• [What to produce] Print out every line, exactly as written.

[Dataset rows on where objects appear]
^^^^

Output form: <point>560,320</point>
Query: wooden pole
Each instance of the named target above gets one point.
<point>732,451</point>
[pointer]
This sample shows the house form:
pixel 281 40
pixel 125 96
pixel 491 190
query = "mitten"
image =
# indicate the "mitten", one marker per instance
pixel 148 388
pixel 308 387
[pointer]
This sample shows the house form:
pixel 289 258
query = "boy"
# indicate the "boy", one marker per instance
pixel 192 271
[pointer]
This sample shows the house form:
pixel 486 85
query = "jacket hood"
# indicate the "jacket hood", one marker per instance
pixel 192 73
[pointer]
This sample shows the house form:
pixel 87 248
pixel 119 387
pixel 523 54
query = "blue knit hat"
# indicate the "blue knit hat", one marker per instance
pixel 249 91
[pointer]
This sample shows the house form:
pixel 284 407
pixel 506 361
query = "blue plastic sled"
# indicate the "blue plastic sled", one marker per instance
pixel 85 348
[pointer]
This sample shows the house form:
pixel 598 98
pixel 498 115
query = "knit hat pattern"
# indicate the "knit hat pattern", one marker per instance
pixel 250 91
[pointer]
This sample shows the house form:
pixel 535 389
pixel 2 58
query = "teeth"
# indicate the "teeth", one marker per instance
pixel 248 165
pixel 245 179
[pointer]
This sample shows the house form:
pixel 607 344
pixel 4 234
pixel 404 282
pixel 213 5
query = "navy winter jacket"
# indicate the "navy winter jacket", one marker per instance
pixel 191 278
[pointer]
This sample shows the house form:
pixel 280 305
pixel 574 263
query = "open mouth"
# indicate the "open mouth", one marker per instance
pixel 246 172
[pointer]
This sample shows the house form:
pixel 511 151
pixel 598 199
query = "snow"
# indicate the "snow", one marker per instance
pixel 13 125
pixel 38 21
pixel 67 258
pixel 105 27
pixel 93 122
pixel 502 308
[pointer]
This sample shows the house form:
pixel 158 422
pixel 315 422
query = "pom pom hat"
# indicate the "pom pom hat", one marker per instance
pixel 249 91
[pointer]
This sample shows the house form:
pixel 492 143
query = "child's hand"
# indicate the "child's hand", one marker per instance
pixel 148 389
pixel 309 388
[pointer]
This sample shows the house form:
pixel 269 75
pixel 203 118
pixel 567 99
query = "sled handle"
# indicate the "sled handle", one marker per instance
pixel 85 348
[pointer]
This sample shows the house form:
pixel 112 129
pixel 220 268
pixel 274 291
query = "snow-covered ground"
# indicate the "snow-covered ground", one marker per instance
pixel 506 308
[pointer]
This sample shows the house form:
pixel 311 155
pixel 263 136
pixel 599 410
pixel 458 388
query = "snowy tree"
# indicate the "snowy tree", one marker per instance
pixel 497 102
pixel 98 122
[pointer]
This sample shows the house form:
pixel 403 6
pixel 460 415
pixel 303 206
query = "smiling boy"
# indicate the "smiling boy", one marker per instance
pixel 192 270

^^^^

• [Solution for this problem]
Output form: <point>560,320</point>
Query: wooden pole
Each instance of the named target above gets one point.
<point>732,451</point>
[pointer]
This sample shows the house form:
pixel 281 40
pixel 125 96
pixel 491 190
query = "mitten"
image =
# indicate the "mitten", one marker per instance
pixel 148 388
pixel 308 387
[pointer]
This sample shows the house form:
pixel 289 258
query = "boy"
# indicate the "boy", one marker per instance
pixel 192 271
[pointer]
This sample shows the house form:
pixel 486 85
query = "jacket hood"
# indicate the "jacket hood", one marker per instance
pixel 192 73
[pointer]
This sample shows the house form:
pixel 87 248
pixel 119 387
pixel 523 54
query = "blue knit hat"
# indicate the "blue knit hat", one marker per instance
pixel 249 91
[pointer]
This sample shows the house form:
pixel 284 407
pixel 506 361
query = "blue plastic sled"
# indicate the "blue plastic sled", one marker per instance
pixel 85 348
[pointer]
This sample shows the house form:
pixel 598 98
pixel 498 115
query = "knit hat pattern"
# indicate the "knit hat pattern", one marker per instance
pixel 250 91
[pointer]
This sample shows the house form:
pixel 535 389
pixel 2 58
query = "teeth"
# indicate the "teeth", one marker per instance
pixel 248 165
pixel 245 179
[pointer]
This sample shows the house form:
pixel 607 344
pixel 4 234
pixel 404 282
pixel 213 5
query = "navy winter jacket"
# indicate the "navy winter jacket", one marker per instance
pixel 191 278
[pointer]
This sample shows the house form:
pixel 280 305
pixel 574 263
query = "open mouth"
# indicate the "open mouth", one marker per instance
pixel 246 172
[pointer]
This sample shows the house form:
pixel 511 151
pixel 598 199
query = "snow"
# indicate the "snow", one marker per instance
pixel 13 125
pixel 38 21
pixel 67 258
pixel 105 27
pixel 93 122
pixel 502 308
[pointer]
This sample shows the house form:
pixel 158 422
pixel 315 422
query = "pom pom hat"
# indicate the "pom pom hat", one marker per instance
pixel 249 91
[pointer]
This sample shows the house form:
pixel 492 143
query = "child's hand"
# indicate the "child's hand", one marker per instance
pixel 148 389
pixel 309 388
[pointer]
This sample shows the house form:
pixel 269 75
pixel 203 118
pixel 567 99
query = "sled handle"
# indicate the "sled handle", one marker per instance
pixel 85 348
[pointer]
This sample shows the house form:
pixel 112 129
pixel 220 268
pixel 274 291
query = "snow-covered ground"
# indicate the "snow-covered ground", one marker per instance
pixel 506 308
[pointer]
This sample shows the house form:
pixel 311 155
pixel 263 136
pixel 599 410
pixel 458 388
query = "snowy tree"
# indicate the "snowy tree", one marker per instance
pixel 497 102
pixel 98 122
[pointer]
This sample shows the house form:
pixel 403 6
pixel 460 415
pixel 303 206
query = "smiling boy"
# indicate the "smiling boy", one marker per instance
pixel 192 270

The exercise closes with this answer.